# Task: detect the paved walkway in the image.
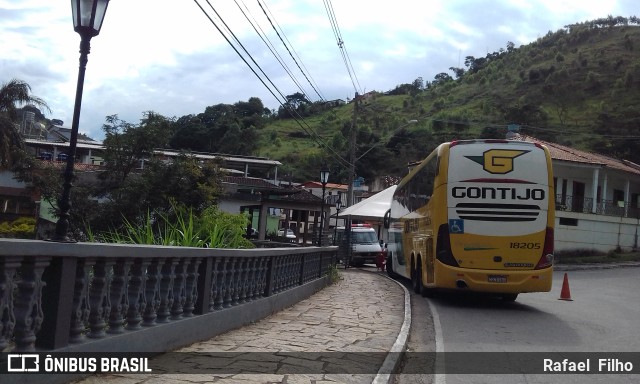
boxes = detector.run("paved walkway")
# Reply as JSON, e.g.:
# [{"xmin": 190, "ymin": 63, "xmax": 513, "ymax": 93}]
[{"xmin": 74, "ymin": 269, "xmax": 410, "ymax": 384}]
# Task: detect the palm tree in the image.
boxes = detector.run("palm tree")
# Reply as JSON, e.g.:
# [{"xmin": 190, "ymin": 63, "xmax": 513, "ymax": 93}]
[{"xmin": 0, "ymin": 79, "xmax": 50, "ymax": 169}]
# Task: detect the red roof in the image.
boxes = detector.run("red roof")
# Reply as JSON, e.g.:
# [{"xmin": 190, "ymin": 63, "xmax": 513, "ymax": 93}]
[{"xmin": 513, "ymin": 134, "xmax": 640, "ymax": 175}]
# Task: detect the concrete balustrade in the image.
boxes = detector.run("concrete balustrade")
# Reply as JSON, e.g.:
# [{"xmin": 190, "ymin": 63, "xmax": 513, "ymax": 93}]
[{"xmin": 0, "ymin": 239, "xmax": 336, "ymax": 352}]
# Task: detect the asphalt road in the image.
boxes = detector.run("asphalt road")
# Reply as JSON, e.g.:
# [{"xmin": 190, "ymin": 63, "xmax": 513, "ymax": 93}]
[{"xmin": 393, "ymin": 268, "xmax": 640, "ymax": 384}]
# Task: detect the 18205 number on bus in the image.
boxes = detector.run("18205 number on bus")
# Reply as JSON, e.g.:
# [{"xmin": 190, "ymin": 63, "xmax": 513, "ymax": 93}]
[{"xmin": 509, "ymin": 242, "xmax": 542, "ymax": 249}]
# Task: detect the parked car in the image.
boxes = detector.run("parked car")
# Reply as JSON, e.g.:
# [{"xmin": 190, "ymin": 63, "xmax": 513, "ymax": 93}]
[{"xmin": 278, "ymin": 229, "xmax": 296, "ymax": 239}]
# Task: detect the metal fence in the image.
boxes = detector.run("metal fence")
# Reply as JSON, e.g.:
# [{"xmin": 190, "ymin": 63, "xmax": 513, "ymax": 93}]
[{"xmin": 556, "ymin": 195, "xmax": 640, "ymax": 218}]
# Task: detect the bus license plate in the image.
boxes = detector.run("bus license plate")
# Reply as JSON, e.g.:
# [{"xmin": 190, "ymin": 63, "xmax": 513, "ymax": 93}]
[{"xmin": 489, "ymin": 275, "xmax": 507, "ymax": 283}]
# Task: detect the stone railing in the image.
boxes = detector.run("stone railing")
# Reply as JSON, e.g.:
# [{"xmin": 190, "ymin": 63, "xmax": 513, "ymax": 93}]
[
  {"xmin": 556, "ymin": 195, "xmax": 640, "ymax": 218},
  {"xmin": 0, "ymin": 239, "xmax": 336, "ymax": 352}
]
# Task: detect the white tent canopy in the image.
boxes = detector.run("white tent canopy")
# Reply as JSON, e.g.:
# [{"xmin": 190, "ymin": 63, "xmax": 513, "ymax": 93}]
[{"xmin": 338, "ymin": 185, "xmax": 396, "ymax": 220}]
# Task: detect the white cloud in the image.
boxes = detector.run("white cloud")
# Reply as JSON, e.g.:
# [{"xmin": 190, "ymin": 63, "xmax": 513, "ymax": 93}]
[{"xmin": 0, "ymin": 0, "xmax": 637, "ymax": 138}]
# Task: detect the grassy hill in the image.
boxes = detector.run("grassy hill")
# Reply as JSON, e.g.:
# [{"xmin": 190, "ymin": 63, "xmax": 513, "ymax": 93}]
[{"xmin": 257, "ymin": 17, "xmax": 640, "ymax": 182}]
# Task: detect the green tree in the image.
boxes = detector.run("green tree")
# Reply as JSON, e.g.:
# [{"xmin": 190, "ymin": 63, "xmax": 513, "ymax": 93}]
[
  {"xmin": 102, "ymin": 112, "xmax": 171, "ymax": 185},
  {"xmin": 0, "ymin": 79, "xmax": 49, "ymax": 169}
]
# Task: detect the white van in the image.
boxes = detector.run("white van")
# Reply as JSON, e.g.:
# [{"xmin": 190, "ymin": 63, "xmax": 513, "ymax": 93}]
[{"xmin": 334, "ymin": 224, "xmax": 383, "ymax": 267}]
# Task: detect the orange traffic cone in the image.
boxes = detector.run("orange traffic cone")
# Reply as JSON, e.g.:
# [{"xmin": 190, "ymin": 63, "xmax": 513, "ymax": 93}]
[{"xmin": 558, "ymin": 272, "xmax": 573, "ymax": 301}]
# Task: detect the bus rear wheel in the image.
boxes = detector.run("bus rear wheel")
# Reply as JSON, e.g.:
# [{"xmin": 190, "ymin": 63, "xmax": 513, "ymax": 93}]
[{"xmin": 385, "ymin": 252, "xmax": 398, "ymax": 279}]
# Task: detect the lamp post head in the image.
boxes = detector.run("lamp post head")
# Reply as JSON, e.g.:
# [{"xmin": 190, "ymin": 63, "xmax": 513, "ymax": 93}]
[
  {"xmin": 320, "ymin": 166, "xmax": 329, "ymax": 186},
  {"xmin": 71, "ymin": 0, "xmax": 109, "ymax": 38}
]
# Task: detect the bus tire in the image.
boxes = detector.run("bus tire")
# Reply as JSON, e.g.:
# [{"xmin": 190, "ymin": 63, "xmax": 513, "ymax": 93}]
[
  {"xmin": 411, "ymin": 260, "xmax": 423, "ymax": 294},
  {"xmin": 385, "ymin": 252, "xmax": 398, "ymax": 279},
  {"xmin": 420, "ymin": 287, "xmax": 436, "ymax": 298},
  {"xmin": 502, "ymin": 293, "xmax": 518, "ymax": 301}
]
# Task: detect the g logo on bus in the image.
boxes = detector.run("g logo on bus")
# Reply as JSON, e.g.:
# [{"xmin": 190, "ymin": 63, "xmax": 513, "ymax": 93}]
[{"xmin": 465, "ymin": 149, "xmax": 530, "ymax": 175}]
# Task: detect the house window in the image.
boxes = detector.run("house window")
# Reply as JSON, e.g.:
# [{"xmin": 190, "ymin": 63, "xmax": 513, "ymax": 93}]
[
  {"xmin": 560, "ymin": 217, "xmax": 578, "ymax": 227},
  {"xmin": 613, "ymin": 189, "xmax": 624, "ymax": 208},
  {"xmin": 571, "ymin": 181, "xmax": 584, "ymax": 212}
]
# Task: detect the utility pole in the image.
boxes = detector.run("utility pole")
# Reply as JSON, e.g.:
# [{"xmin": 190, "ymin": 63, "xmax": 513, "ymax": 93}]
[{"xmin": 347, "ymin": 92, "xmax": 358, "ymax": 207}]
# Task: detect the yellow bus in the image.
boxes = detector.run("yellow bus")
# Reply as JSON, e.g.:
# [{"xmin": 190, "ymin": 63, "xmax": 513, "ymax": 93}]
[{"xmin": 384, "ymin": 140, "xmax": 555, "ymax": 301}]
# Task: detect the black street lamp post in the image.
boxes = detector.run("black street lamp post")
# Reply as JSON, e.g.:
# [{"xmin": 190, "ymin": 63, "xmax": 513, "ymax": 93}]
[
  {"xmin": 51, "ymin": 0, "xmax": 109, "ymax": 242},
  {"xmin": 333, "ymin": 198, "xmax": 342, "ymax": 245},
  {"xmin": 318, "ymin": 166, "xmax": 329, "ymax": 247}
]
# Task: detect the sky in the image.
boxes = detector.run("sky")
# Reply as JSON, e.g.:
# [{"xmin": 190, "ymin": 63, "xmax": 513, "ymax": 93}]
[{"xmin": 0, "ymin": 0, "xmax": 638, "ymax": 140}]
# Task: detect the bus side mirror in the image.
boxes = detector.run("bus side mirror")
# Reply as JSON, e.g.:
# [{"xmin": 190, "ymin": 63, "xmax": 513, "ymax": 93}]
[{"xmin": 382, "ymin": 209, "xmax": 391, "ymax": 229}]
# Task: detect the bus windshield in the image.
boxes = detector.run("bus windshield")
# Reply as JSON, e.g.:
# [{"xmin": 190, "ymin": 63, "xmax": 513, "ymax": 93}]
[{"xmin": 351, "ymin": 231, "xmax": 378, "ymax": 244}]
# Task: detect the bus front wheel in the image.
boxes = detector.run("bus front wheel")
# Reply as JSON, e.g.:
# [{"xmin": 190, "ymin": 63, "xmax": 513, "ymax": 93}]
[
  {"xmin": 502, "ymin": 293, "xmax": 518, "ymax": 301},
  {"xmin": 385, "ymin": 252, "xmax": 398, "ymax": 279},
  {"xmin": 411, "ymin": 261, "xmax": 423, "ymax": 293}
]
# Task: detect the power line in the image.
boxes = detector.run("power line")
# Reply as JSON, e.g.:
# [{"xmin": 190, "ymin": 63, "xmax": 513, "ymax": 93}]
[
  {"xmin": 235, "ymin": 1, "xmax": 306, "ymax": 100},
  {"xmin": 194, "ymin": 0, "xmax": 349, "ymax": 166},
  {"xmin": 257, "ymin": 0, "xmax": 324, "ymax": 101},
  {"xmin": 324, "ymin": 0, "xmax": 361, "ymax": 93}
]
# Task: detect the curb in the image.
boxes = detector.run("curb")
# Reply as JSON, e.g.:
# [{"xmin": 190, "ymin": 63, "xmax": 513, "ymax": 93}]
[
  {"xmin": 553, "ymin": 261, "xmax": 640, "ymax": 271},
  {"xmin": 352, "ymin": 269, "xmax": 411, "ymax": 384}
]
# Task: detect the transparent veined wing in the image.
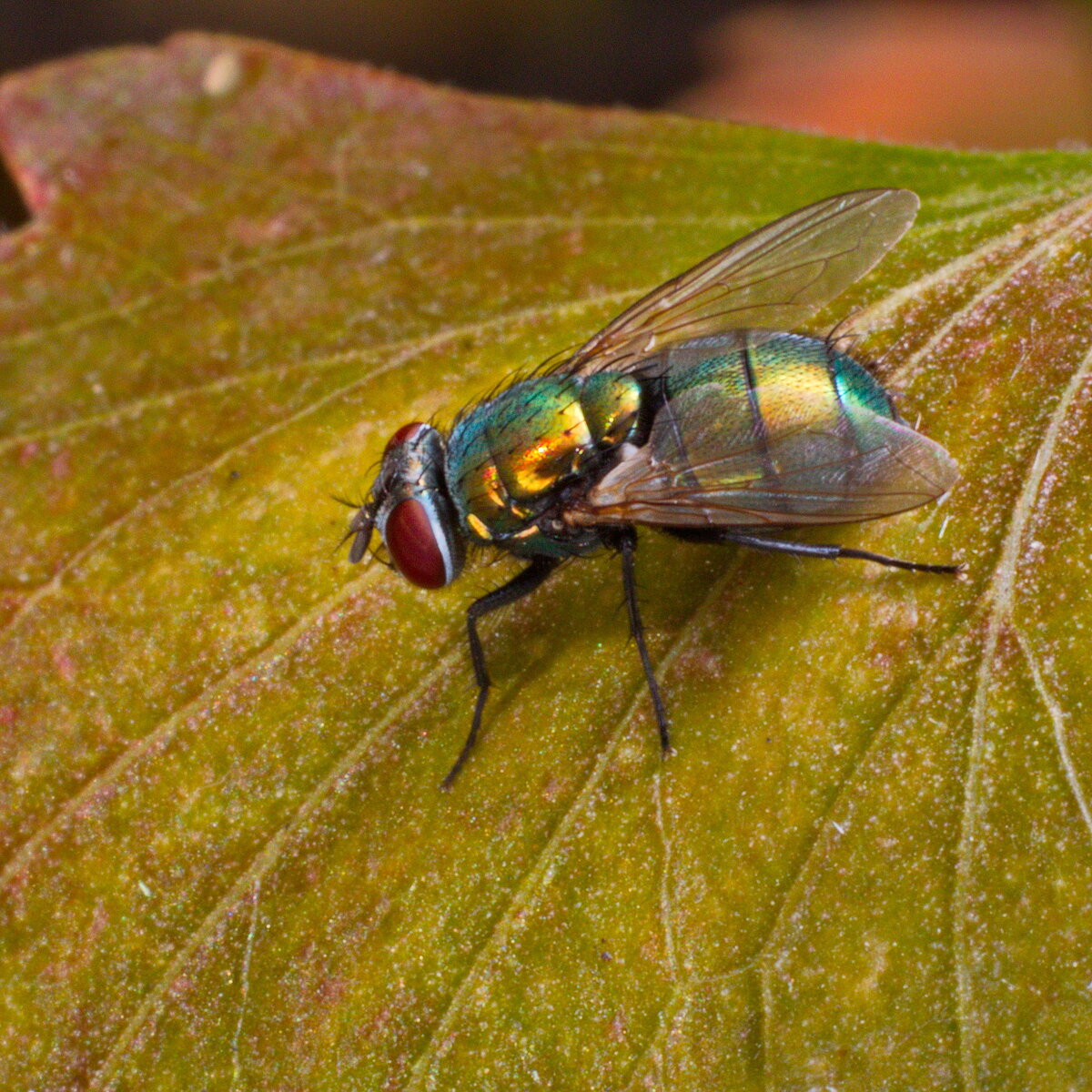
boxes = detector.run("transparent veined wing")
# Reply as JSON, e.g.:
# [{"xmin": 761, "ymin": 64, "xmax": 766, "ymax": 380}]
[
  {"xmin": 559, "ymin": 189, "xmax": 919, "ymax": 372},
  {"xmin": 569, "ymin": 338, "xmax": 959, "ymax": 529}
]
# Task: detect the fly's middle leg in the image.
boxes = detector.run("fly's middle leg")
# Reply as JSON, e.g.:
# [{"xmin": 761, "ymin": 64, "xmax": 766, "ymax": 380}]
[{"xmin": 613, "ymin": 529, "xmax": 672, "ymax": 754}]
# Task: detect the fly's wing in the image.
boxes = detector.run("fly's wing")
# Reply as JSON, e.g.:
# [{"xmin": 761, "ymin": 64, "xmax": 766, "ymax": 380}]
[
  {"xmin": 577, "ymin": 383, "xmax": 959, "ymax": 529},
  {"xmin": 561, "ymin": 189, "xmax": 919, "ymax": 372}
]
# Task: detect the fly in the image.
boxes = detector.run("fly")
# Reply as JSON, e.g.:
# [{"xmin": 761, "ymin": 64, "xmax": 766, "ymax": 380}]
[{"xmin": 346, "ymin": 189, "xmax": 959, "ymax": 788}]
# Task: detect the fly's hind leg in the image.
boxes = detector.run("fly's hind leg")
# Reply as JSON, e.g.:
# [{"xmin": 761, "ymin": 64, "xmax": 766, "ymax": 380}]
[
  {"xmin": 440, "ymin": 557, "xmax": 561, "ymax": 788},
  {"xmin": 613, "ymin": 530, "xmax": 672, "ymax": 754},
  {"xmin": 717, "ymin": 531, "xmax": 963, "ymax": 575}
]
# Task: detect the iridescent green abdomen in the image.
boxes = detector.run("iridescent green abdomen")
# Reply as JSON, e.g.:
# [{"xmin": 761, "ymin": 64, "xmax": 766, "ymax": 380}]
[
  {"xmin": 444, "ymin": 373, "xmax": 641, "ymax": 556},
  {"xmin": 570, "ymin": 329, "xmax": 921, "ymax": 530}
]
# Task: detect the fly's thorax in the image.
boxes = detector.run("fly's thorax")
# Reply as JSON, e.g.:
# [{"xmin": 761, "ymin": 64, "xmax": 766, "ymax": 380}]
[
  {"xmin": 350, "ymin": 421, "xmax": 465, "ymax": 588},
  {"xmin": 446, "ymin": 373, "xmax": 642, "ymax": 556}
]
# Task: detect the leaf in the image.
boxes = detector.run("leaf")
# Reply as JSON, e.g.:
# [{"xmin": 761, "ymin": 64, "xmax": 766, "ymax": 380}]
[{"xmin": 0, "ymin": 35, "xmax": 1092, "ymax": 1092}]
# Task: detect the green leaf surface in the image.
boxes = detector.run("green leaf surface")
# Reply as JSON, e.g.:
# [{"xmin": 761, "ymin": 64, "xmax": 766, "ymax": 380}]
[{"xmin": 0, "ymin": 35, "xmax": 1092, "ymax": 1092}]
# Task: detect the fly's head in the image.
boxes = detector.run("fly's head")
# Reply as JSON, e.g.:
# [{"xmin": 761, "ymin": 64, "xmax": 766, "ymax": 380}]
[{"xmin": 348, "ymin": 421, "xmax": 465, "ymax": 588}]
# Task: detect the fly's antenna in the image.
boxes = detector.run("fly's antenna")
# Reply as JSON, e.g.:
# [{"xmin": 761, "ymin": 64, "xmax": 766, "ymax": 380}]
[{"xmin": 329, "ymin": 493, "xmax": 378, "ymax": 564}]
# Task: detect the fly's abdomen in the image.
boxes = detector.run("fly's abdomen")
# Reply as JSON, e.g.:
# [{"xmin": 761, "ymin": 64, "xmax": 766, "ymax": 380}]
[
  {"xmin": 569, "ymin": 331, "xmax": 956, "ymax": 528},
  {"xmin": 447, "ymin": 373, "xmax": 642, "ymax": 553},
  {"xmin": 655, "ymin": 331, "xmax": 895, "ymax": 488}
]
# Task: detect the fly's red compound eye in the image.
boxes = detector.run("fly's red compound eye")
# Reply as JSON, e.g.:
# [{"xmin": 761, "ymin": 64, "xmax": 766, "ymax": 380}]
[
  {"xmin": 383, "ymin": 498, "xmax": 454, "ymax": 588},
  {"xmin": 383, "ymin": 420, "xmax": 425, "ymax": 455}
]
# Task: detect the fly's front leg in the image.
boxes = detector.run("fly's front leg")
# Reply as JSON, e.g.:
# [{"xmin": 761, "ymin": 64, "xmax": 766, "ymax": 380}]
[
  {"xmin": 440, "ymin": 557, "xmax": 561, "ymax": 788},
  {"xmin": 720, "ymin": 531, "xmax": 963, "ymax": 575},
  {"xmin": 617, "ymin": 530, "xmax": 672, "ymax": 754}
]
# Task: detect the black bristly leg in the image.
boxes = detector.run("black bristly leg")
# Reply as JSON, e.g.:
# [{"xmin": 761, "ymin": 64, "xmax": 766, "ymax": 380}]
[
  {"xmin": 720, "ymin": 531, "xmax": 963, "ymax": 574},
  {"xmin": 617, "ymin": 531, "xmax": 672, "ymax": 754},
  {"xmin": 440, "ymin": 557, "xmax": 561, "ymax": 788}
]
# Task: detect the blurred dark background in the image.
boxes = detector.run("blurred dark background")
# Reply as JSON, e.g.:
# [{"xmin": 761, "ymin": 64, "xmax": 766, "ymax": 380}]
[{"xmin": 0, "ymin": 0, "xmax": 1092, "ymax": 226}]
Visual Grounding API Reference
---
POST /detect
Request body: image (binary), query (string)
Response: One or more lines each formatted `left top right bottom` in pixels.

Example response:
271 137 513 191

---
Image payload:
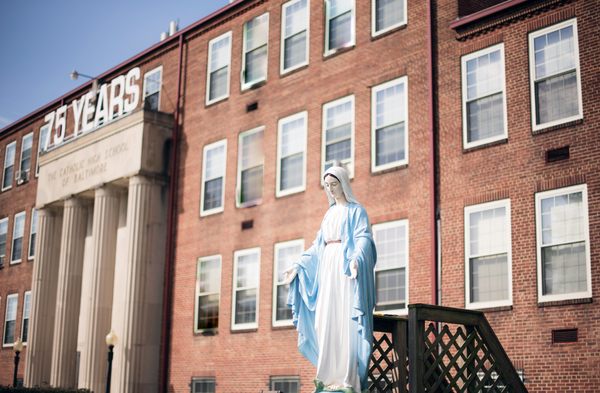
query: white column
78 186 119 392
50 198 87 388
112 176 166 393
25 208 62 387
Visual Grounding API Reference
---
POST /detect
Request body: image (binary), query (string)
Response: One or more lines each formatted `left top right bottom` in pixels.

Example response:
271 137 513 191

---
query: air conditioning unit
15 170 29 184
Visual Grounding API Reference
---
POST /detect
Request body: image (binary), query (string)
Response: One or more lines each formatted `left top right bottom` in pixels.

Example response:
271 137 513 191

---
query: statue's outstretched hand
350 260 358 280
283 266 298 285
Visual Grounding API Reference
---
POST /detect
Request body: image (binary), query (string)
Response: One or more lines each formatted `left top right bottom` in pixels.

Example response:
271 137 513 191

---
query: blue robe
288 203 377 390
- - - - - - -
# Task prompt:
Convert everything in the data above, from the line containing "# Task: detect the black bristly" down to the end of the data, into a JSON list of strings with one string per line. Skip blank lines and leave the pictures out.

# Answer to this exercise:
[
  "# Task: detect the black bristly leg in the image.",
  "boxes = detector.run(\"black bristly leg\")",
  "# Reply as JSON, e.g.:",
  "# [{\"xmin\": 761, \"ymin\": 64, \"xmax\": 766, \"ymax\": 380}]",
  "[",
  "  {\"xmin\": 720, \"ymin\": 531, \"xmax\": 963, \"ymax\": 574},",
  "  {\"xmin\": 617, \"ymin\": 531, \"xmax\": 672, \"ymax\": 754},",
  "  {\"xmin\": 440, \"ymin\": 557, \"xmax\": 561, \"ymax\": 788}",
  "]",
  "# Task: detect the blurred dark background in the image.",
  "boxes = detector.run(\"blurred dark background\")",
  "# Reply as JSON, e.g.:",
  "# [{\"xmin\": 761, \"ymin\": 64, \"xmax\": 766, \"ymax\": 380}]",
  "[{\"xmin\": 0, \"ymin\": 0, \"xmax\": 1092, \"ymax\": 226}]",
  "Visual Grounding API Reference",
  "---",
  "POST /detect",
  "Request body: image (binary), query (string)",
  "Response: One or more lines each formatted `left top right bottom` in pixels.",
  "Example response:",
  "271 137 513 191",
  "---",
  "Image payload:",
  "query: white column",
  "78 186 119 392",
  "50 198 87 388",
  "112 176 166 393",
  "25 208 62 387",
  "Visual Grounding API Reference",
  "---",
  "POST /detect",
  "Request body: image (binary), query (string)",
  "Response: One or more lines each formatted `left top right bottom` in pixels.",
  "Example response:",
  "271 137 513 191",
  "---",
  "query: air conditioning unit",
  "15 170 29 184",
  "Visual Grounding API Reference",
  "---",
  "POST /detect",
  "Request body: image (binary), query (string)",
  "Response: One or more lines each formatted `left top right bottom` in pixels.",
  "Example response:",
  "271 137 513 191",
  "---",
  "query: statue's outstretched hand",
  "350 260 358 280",
  "283 266 298 285",
  "Visual Grounding API Reference",
  "---",
  "POST /detect",
  "Request body: image (binary), query (string)",
  "Response: One or more lines each formatted `left top right bottom` in pixels.",
  "Example response:",
  "271 137 513 191",
  "---",
  "query: blue robe",
  "288 203 377 390"
]